━━━━━ Records shown

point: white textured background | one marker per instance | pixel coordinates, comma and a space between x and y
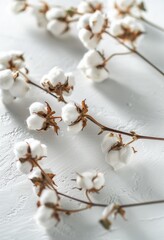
132, 99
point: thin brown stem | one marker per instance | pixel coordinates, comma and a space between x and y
90, 204
68, 211
150, 23
130, 134
137, 53
141, 204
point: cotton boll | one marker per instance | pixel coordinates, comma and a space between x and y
99, 181
7, 98
19, 88
69, 113
25, 167
89, 40
20, 149
71, 82
34, 122
108, 142
37, 150
15, 54
44, 217
49, 196
84, 7
37, 107
84, 180
75, 128
18, 6
55, 13
57, 27
56, 75
96, 22
71, 79
119, 158
6, 79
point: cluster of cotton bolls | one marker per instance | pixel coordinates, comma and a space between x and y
42, 117
127, 29
12, 84
74, 116
27, 152
128, 7
89, 6
93, 66
90, 181
58, 82
91, 28
117, 154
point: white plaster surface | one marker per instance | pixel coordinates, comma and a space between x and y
132, 99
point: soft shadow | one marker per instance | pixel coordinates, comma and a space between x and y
123, 96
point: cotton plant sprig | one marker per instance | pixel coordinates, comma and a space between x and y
134, 8
12, 84
29, 153
92, 23
74, 115
56, 19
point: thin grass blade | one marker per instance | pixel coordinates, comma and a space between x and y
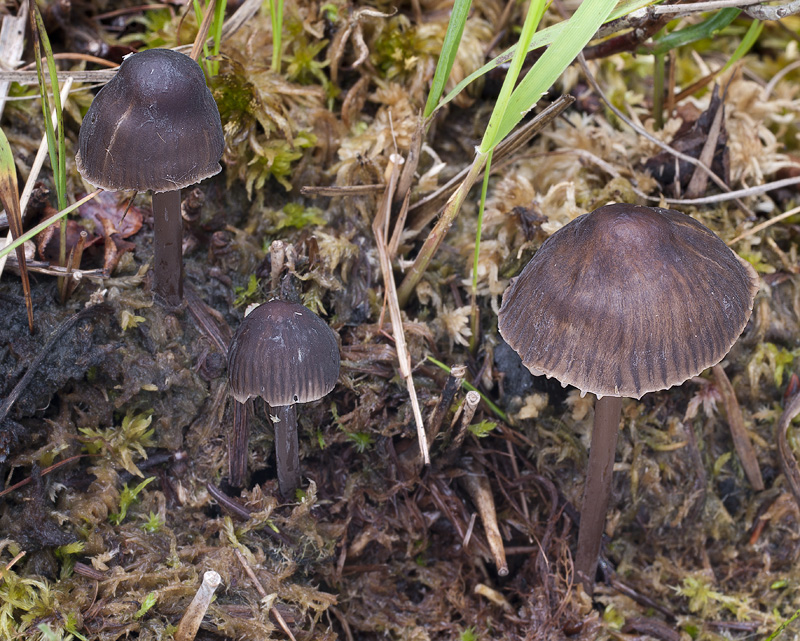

━━━━━━━━━━

» **Task item**
Only the pictures are to be omitted; the records above must otherwise be reproduced exactly.

» **Output below**
point: white textured background | one marker per instance | pixel coordinates, comma and a space between x and y
132, 99
point: thin brown stem | one marker per instance | pixel coordinates, comma and a space between x and y
90, 204
68, 211
150, 23
130, 134
137, 53
141, 204
point: cotton boll | one marker per instance | pixel coordinates, comma and a space between x and y
99, 181
7, 98
19, 88
69, 113
25, 167
89, 40
20, 149
71, 82
34, 122
108, 142
37, 150
15, 54
44, 217
49, 196
84, 7
37, 107
84, 180
75, 128
18, 6
55, 13
57, 27
56, 75
96, 22
71, 79
119, 158
6, 79
point: cluster of cotton bolls | one marker per instance | pixel coordinates, comma and a space between x and y
42, 117
127, 29
12, 84
74, 116
27, 152
128, 7
89, 6
93, 66
90, 181
58, 82
91, 28
117, 154
point: white plaster surface | one marker per instance | pixel coordinates, comma and a space between x and y
132, 99
point: soft shadow | one marker per instance | pixel coordinates, comma and a space between x and y
123, 96
point: cotton plant sprig | one marker per instance | pixel coordinates, comma and a space between x and y
134, 8
12, 84
29, 153
92, 23
74, 115
56, 19
point: thin grass blade | one marker per instance | pixel coordinates, comma and a space between x and y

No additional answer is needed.